* **PAGE EXCERPT**
In October 2021, HESA released a paper detailing a new UK-wide area-based measure of deprivation based on Census 2011 data. We requested feedback from users on the potential value this could bring, as well as any further exploratory work they would like to see from us.

The sector has been positive about the usefulness of the measure we have created, with many of the comments asking for HESA to conduct supplementary research to support its development. A summary of the requests is outlined below.

  • More information on why education and occupation have been used to generate the measure and how we reached the conclusion not to include aspects such as housing tenure and car ownership.
  • Where possible, additional analysis that illustrates the extent to which our measure is correlated with income (ideally equivalised and net of housing costs).
  • Further comparisons with existing area-based measures, including the individual components of the Indices of Deprivation and an Income Deprivation Affecting Children measure (where available).
  • Those working in the English higher education sector also wished for us to undertake an assessment of our measure against TUNDRA (tracking under-representation by area).

Today, we publish an updated paper that seeks to address the feedback submitted. Below, we provide a brief question and answer to summarise the key points. We thank those who reviewed and provided helpful comments on earlier editions of this work.

Who should read this paper?

* **SUPPLIED MATERIAL**
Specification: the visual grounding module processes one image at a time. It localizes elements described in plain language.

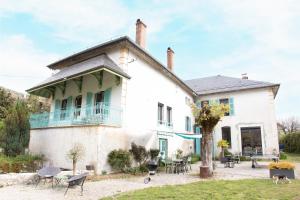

* **REQUIRED WORK**
1) Transcribe the part of the HESA deprivation excerpt that opens with the words containing "In October 2021, HESA" and closes with "see from us.".
2) Pick up the HESA deprivation excerpt after its last sentence and continue it.

* **EXPECTED RESPONSES**
1)
In October 2021, HESA released a paper detailing a new UK-wide area-based measure of deprivation based on Census 2011 data. We requested feedback from users on the potential value this could bring, as well as any further exploratory work they would like to see from us.

2)
Though the remit of HESA is to publish statistics relating to higher education, we appreciate that this deprivation measure we have created could be valuable beyond our own field. This work will therefore be of interest to those who carry out research/analysis relating to deprivation, as well as those who require such information for their decision-making processes. For example, an indicative list of who our study may prove useful to include those within;

  • Other parts of the education sector
  • National Government
  • Local Government
  • Industries such as healthcare
  • Charities/researchers/other organisations specialising in issues relating to poverty, deprivation and social mobility

Why do you use the Census to develop an area-based measure of deprivation?

Those experiencing deprivation will have a level of resource that prevents them from fully participating in well-established norms and activities of public life. However, to the best of our knowledge, no data exists on the affordability of such activities. While it is highly likely that those in severe deprivation will have low levels of income, there is also an absence of accessible income information at individual and small area level.

It is for this reason that researchers have to rely on collections such as the Census to develop suitable proxies for deprivation.

Does the analysis in this working paper again link Census information to HESA records?

We no longer restrict our work to higher education students and therefore no HESA data is drawn upon in this piece. Indeed, no individual-level information is utilised in the research.

Rather, output area is the smallest domain on which our analysis is based and we ensure to cover all 232,296 output areas across the UK. This may not necessarily be the case when the sample is limited to higher education students, as there may be some output areas where no individuals have chosen to pursue a degree.

Data at output area level from the Census is linked to higher level geography information, which is then used to ingest the Indices of Deprivation, as well as other useful data (such as urban-rural classifications). See section 2 of the paper for further details on our data sources.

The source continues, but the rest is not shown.